- **PROBLEM REQUIREMENTS**: Rewrite the text from "In addition, referring to FIGS." up to and including "can be adjusted.", switching "curvature" to "bending".

FIG. 10 is a schematic diagram of a first side face of a first lug according to an embodiment of the present disclosure. Referring to FIG. 10, the protrusive structure 2011221 may include two protrusive sub-structures a disposed on two sides of the second through hole 201122c respectively. FIG. 11 is a schematic diagram of a first side face of a second lug according to an embodiment of the present disclosure. Referring to FIG. 11, the groove 2011231 may include two sub-grooves b disposed on two sides of the third through hole 201123c respectively. Each protrusive sub-structure a of the first lug 201122 may be configured to be connected to one sub-groove b of the second lug 201123 of the adjacent adjustment structure 2011. That is, each protrusive sub-structure a of the first lug 201122 may be disposed in one sub-groove b of the second lug 201123 of the adjacent adjustment structure 2011.

For the structure shown in FIG. 5, that is, in a case where the first side face 201122a of the first lug 201122 is in contact with the first side face 201123a of the second lug 201123 of the adjacent adjustment structure 2011, referring to FIG. 10, an orthographic projection of each protrusive sub-structure a on the first side face 201122a of the first lug 201122 may be fan-shaped. Referring to FIG. 11, an orthographic projection of each sub-groove b on the first side face 201123a of the second lug 201123 may be fan-shaped.

In addition, referring to FIGS. 10 and 11, as a first fan-shaped angle β of each sub-groove b may be larger than a second fan-shaped angle α of the protrusive sub-structure a, the position of the protrusive sub-structure a in the sub-groove b can be changed. Therefore, the angle between the rotating member 20112 and the rotating member 20112 of the adjacent adjustment structure 2011 can be changed, such that the curvature of the support apparatus 201 can be adjusted.

As another optional embodiment, referring to FIG. 12, the second side face 201122b of the first lug 201122 may be in contact with the second side face 201123b of the second lug 201123 of the adjacent adjustment structure 2011. In addition, referring to FIG. 12, the distance between the axis of the first through hole 201121a in the body structure 201121 of the rotating member 20112 and the axis of the first through hole 201121a in the body structure 201121 of the adjacent rotating member 20112 is less than twice the distance between the first through hole 201121a and the first side face.

- **EXCERPTED RECORDS**:
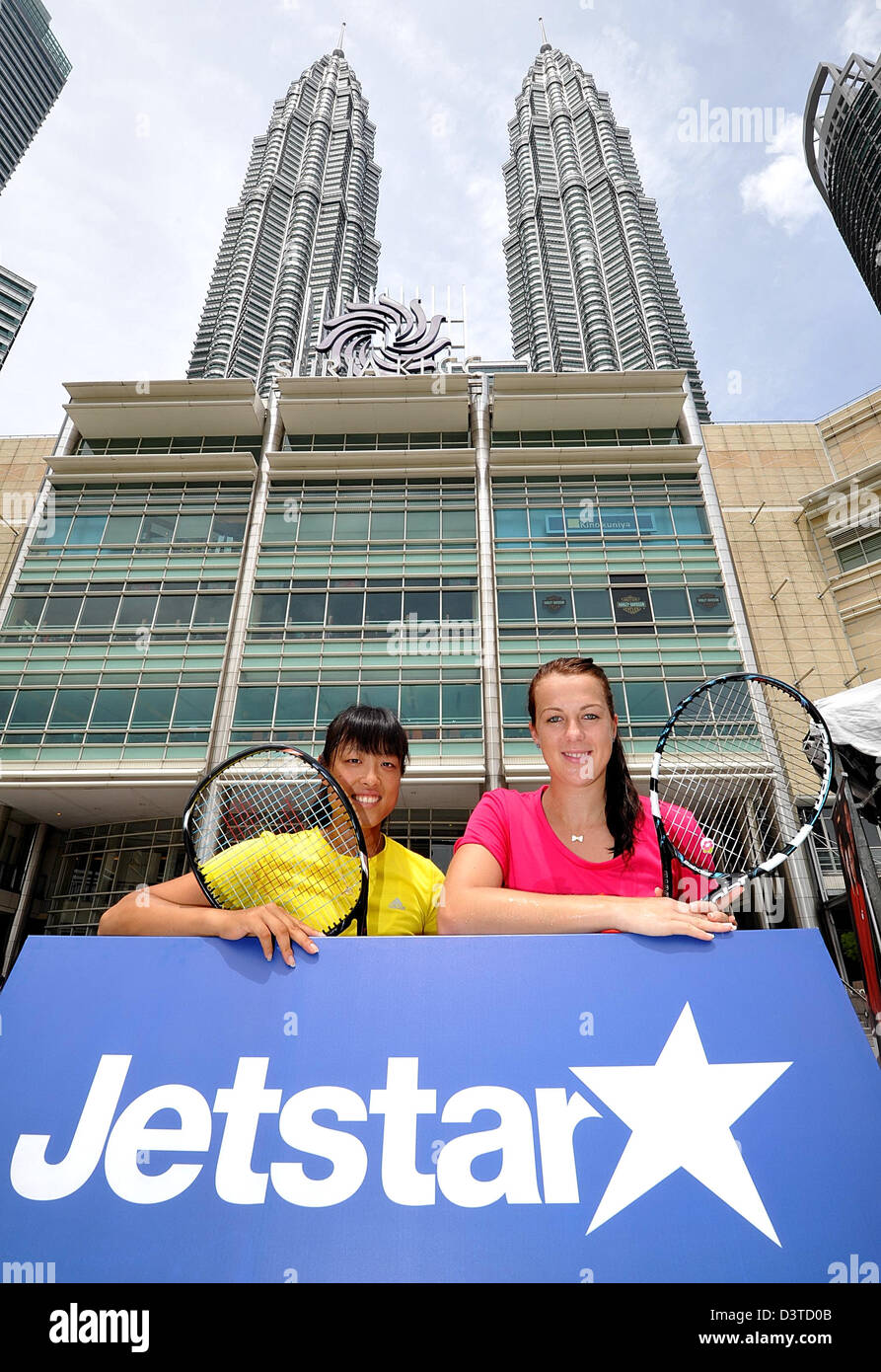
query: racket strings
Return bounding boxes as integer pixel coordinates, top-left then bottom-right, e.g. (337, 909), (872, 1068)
(657, 679), (831, 874)
(189, 752), (364, 933)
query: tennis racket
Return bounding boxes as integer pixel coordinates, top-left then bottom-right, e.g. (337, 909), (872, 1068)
(650, 672), (835, 903)
(184, 743), (368, 935)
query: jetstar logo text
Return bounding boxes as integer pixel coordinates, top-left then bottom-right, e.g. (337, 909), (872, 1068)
(10, 1054), (598, 1209)
(10, 1004), (792, 1245)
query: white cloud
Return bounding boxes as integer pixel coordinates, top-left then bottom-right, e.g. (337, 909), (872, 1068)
(740, 114), (824, 236)
(835, 0), (881, 63)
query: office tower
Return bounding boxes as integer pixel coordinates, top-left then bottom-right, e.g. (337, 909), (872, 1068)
(0, 267), (37, 366)
(804, 52), (881, 310)
(0, 0), (70, 191)
(502, 29), (709, 419)
(8, 369), (853, 960)
(186, 35), (380, 395)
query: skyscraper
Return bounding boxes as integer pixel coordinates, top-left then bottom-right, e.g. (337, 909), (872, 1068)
(0, 267), (36, 366)
(0, 0), (70, 191)
(502, 29), (709, 419)
(804, 52), (881, 310)
(186, 35), (380, 395)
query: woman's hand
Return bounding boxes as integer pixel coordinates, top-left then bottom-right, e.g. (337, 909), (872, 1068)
(619, 886), (737, 940)
(215, 904), (324, 967)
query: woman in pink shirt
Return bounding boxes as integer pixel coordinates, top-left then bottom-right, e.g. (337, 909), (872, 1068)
(438, 657), (736, 940)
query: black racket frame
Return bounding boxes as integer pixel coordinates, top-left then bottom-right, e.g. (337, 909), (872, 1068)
(183, 743), (369, 937)
(649, 672), (836, 900)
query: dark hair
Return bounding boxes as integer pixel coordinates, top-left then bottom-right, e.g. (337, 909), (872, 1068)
(319, 705), (410, 777)
(527, 657), (643, 858)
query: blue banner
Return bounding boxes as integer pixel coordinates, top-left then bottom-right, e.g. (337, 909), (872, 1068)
(0, 930), (881, 1284)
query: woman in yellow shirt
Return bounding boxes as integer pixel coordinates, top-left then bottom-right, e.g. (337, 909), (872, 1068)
(98, 705), (443, 967)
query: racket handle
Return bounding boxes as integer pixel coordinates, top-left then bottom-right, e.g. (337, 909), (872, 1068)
(654, 815), (674, 898)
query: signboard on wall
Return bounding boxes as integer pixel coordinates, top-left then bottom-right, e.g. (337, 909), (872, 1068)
(0, 930), (881, 1284)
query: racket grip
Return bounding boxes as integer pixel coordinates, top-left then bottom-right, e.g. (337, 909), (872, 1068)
(654, 816), (674, 898)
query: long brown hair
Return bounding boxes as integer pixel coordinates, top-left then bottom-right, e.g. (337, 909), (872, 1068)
(527, 657), (643, 858)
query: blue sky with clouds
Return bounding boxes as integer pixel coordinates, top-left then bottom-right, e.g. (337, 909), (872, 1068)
(0, 0), (881, 433)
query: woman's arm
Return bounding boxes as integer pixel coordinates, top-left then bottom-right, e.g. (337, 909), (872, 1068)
(98, 873), (321, 967)
(438, 844), (734, 940)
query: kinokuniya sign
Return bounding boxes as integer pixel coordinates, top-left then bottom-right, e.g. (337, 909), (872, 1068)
(0, 930), (881, 1283)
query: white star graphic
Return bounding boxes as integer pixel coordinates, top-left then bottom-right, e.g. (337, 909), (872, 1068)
(569, 1003), (792, 1248)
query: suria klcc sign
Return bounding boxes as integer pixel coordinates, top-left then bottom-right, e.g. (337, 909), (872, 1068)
(0, 930), (881, 1283)
(317, 295), (452, 376)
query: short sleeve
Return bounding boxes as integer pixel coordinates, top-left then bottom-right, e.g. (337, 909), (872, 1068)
(453, 791), (510, 880)
(422, 863), (443, 935)
(664, 805), (719, 900)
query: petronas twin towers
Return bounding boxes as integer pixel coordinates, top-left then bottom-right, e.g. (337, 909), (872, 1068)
(188, 33), (709, 419)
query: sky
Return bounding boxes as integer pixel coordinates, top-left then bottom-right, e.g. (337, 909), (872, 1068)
(0, 0), (881, 435)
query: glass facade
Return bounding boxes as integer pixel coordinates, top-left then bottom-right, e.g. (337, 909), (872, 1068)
(45, 819), (186, 935)
(0, 267), (36, 366)
(502, 42), (709, 419)
(0, 379), (763, 933)
(0, 0), (70, 191)
(231, 478), (483, 759)
(0, 482), (252, 761)
(492, 474), (743, 757)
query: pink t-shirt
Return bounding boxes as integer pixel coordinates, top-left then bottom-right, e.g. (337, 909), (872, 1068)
(453, 786), (706, 898)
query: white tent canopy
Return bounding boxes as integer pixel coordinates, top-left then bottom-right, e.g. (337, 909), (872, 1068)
(814, 679), (881, 757)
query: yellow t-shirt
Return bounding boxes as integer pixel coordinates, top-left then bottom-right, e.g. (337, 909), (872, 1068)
(201, 829), (443, 937)
(343, 838), (443, 939)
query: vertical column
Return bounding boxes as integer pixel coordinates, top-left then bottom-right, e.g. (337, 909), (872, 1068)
(207, 388), (281, 770)
(0, 823), (49, 986)
(681, 376), (817, 929)
(470, 374), (505, 791)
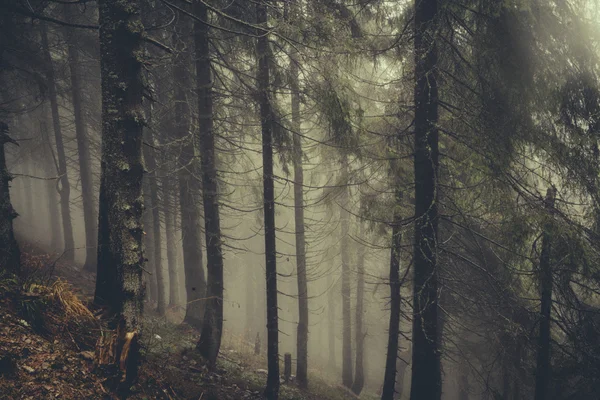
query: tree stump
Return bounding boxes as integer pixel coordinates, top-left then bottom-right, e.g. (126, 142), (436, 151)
(283, 353), (292, 383)
(94, 319), (140, 397)
(254, 332), (260, 355)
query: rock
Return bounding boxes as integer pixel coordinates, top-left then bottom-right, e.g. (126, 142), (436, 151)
(23, 365), (35, 374)
(79, 351), (94, 361)
(0, 354), (17, 376)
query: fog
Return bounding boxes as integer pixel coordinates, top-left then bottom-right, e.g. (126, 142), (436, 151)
(0, 0), (600, 400)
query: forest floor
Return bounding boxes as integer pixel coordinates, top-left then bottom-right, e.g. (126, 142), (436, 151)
(0, 242), (373, 400)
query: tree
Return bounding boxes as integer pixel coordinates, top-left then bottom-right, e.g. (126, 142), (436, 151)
(381, 186), (402, 400)
(65, 5), (98, 271)
(535, 188), (556, 400)
(42, 22), (75, 261)
(410, 0), (442, 400)
(194, 1), (226, 368)
(352, 221), (365, 396)
(0, 121), (21, 274)
(289, 2), (308, 388)
(95, 0), (144, 336)
(256, 0), (279, 400)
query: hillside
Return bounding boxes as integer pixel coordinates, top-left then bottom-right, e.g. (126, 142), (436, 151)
(0, 247), (366, 400)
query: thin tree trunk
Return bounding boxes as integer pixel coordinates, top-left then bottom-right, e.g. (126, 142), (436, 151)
(0, 121), (21, 275)
(158, 177), (177, 308)
(290, 12), (308, 388)
(194, 1), (223, 366)
(327, 262), (337, 370)
(381, 188), (402, 400)
(40, 112), (62, 251)
(352, 221), (365, 396)
(66, 14), (98, 271)
(142, 191), (158, 302)
(170, 7), (206, 318)
(535, 188), (556, 400)
(42, 23), (75, 261)
(143, 105), (169, 316)
(410, 0), (442, 400)
(340, 154), (352, 388)
(256, 0), (279, 400)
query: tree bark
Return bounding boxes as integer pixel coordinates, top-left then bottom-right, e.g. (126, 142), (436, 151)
(41, 22), (75, 261)
(410, 0), (442, 400)
(158, 174), (177, 306)
(173, 3), (206, 324)
(194, 1), (223, 366)
(142, 103), (166, 315)
(40, 111), (63, 251)
(327, 260), (337, 370)
(290, 7), (308, 388)
(96, 0), (144, 340)
(0, 121), (21, 275)
(352, 221), (365, 396)
(535, 188), (556, 400)
(340, 154), (352, 388)
(381, 188), (402, 400)
(256, 0), (279, 400)
(65, 10), (98, 271)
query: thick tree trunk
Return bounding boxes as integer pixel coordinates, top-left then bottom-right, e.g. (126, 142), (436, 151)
(42, 23), (75, 261)
(410, 0), (442, 400)
(535, 188), (556, 400)
(352, 221), (365, 396)
(290, 21), (308, 388)
(256, 0), (279, 400)
(340, 154), (352, 388)
(66, 14), (98, 271)
(0, 121), (21, 275)
(194, 1), (223, 366)
(381, 188), (403, 400)
(96, 0), (144, 340)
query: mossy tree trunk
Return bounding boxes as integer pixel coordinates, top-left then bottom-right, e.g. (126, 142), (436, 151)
(96, 0), (144, 340)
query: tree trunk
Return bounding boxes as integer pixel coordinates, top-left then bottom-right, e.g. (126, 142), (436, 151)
(142, 104), (169, 316)
(158, 173), (177, 308)
(194, 1), (223, 366)
(256, 0), (279, 400)
(96, 0), (144, 340)
(340, 154), (352, 388)
(381, 188), (403, 400)
(327, 260), (337, 370)
(352, 221), (365, 396)
(410, 0), (442, 400)
(535, 188), (556, 400)
(0, 121), (21, 275)
(42, 23), (75, 261)
(290, 12), (308, 388)
(174, 5), (206, 330)
(65, 13), (98, 271)
(40, 111), (63, 251)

- **TASK ANSWER**:
In addition, referring to FIGS. 10 and 11, as a first fan-shaped angle β of each sub-groove b may be larger than a second fan-shaped angle α of the protrusive sub-structure a, the position of the protrusive sub-structure a in the sub-groove b can be changed. Therefore, the angle between the rotating member 20112 and the rotating member 20112 of the adjacent adjustment structure 2011 can be changed, such that the bending of the support apparatus 201 can be adjusted.